--- START ---

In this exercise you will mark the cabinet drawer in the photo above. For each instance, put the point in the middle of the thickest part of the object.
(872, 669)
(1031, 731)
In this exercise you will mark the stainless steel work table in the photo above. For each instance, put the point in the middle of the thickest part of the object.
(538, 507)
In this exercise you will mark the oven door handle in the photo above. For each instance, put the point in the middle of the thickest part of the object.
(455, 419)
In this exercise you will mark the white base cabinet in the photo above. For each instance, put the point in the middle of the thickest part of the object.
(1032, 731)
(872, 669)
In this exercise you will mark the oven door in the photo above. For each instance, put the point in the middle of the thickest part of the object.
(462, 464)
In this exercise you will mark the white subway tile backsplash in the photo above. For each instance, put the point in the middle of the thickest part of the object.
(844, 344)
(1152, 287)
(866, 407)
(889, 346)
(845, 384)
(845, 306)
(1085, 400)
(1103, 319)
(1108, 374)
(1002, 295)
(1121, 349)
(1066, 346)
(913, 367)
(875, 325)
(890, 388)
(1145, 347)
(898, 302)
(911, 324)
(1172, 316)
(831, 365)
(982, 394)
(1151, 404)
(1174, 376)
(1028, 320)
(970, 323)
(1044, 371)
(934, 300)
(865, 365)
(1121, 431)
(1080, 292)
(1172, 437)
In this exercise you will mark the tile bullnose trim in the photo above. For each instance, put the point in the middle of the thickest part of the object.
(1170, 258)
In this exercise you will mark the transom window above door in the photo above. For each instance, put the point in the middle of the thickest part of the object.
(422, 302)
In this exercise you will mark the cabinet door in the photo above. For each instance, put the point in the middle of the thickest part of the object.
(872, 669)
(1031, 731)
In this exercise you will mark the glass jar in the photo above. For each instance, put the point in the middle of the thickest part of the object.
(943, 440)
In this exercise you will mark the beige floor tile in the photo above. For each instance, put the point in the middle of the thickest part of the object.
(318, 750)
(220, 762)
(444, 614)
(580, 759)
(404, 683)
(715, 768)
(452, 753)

--- END ---

Task brief | Your reply must contain the line with "In this exercise you will mark the glass" and each later line of the material, word for word, and nothing else.

Solution |
In this exercise you will mark the glass jar in the photo above. For each instance, put the point in the middle of the thickest part of the object.
(943, 440)
In this exercise you will mark the beige floor tile in the photo above. For each instance, put the point in the middle of the thickest part of the object.
(318, 750)
(220, 762)
(444, 614)
(580, 759)
(404, 683)
(715, 768)
(452, 753)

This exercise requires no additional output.